Every line from the line containing "Where can you find the coffee?" through the final line below is to be repeated exactly; no other line is.
— Begin —
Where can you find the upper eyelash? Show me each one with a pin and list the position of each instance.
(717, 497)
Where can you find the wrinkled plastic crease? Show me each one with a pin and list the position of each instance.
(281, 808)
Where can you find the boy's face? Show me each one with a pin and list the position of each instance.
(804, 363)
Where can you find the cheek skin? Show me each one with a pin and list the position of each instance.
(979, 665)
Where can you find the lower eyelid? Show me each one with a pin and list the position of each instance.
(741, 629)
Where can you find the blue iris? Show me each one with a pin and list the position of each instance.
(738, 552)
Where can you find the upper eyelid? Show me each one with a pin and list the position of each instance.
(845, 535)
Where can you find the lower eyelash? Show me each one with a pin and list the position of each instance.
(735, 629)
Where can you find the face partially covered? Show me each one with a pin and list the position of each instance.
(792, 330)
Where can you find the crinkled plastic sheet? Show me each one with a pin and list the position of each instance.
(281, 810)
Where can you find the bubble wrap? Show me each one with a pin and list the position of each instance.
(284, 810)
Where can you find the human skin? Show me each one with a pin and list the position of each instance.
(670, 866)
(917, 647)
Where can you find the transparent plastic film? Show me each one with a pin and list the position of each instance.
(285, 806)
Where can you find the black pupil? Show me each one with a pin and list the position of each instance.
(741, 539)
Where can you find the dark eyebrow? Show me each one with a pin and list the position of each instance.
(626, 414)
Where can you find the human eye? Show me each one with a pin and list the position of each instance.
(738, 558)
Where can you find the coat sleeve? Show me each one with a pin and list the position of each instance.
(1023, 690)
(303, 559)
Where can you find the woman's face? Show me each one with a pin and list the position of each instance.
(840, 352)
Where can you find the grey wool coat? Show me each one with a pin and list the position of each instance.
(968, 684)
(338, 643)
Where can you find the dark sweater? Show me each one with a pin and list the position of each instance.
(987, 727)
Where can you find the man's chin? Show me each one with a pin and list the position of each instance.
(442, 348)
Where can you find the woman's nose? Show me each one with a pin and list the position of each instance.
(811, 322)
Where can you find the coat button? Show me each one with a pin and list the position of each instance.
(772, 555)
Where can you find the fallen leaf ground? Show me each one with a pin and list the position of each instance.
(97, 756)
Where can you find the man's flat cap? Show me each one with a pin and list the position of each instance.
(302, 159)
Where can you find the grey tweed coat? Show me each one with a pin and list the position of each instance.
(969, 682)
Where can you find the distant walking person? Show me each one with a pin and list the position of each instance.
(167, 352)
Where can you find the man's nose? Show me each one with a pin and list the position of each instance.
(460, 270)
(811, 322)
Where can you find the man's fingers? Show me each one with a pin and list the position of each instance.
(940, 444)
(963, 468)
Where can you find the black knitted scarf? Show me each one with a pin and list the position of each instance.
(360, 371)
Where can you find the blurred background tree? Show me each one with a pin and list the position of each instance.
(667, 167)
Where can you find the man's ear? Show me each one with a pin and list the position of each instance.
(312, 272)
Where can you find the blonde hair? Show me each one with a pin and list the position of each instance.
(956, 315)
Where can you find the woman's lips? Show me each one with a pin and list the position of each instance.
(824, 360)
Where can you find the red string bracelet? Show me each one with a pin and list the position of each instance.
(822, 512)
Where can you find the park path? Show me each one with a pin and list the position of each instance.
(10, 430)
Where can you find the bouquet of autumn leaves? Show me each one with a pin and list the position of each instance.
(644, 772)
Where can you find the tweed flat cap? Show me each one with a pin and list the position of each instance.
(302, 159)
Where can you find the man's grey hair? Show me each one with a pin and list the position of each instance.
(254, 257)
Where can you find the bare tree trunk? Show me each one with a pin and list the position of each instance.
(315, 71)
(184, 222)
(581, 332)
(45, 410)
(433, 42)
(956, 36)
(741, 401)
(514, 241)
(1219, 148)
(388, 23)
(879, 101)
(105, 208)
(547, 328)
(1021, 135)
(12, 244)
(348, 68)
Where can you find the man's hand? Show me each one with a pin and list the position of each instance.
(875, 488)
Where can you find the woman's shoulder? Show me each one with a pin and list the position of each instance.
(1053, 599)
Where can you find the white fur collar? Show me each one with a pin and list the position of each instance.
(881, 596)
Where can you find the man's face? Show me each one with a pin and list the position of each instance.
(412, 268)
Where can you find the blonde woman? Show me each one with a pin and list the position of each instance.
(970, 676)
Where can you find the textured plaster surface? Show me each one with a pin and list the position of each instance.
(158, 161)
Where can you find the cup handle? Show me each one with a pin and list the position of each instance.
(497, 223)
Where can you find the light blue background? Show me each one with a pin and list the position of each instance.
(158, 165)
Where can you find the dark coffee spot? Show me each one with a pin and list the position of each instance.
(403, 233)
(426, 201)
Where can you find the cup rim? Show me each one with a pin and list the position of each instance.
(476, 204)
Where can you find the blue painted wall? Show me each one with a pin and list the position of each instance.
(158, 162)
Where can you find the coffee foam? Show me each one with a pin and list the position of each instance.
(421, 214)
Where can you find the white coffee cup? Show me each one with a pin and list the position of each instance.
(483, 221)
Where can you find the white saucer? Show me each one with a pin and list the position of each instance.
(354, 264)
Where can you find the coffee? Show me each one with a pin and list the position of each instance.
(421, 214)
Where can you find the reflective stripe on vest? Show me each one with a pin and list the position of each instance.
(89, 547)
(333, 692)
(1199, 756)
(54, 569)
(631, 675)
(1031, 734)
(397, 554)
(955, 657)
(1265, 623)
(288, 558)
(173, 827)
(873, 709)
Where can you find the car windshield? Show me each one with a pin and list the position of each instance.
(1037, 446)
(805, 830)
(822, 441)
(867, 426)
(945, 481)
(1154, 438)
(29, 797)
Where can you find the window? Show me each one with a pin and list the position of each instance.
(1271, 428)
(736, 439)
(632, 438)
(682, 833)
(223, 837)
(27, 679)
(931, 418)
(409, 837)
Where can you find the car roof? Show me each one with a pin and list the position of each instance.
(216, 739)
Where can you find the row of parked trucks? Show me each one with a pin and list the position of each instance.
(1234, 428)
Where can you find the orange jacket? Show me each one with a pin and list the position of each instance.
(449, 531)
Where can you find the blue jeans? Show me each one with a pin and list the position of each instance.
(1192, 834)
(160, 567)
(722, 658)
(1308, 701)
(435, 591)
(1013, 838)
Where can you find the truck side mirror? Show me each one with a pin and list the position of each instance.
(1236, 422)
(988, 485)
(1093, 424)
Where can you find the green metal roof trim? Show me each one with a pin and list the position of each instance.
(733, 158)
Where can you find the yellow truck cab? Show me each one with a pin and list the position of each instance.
— End —
RESULT BELOW –
Where can you find the coffee? Show me each one with a pin and list the position of each instance.
(421, 214)
Where can you find the reflective stripe on vest? Show me each one with a pin and list the position of each instance.
(89, 547)
(333, 692)
(1199, 756)
(54, 569)
(631, 675)
(1031, 734)
(397, 554)
(955, 657)
(1265, 623)
(288, 558)
(173, 827)
(873, 709)
Where can you find the car windshield? Show me each one with a pin and list the position of each instance.
(1037, 446)
(805, 830)
(822, 441)
(867, 426)
(945, 481)
(1154, 438)
(29, 797)
Where can you find the window? Show me each one with a pin and list the position of each instance.
(1271, 428)
(736, 439)
(632, 438)
(682, 833)
(223, 837)
(27, 679)
(931, 418)
(409, 837)
Where can you find the car roof? Show me each one with a pin and list the position of each instance.
(216, 739)
Where can you find the row of parked trucks? Show me each one with a pin and list the position of each instance.
(1234, 428)
Where can you find the orange jacket? Show me each one with a pin and list the position of each instance.
(449, 531)
Where can you find the blue jeans? Show me each one with a pin and list the position of each instance.
(1192, 834)
(160, 567)
(722, 658)
(1308, 701)
(435, 591)
(1013, 838)
Where can you find the truck side mirror? Show me each one with a pin and list the position of each instance.
(1236, 422)
(988, 485)
(1093, 424)
Where can you find the green metal roof trim? Show me each one with a pin and list the position of each instance.
(733, 158)
Where can you find the yellow truck cab? Show me each one with a pin and list the position of each instance.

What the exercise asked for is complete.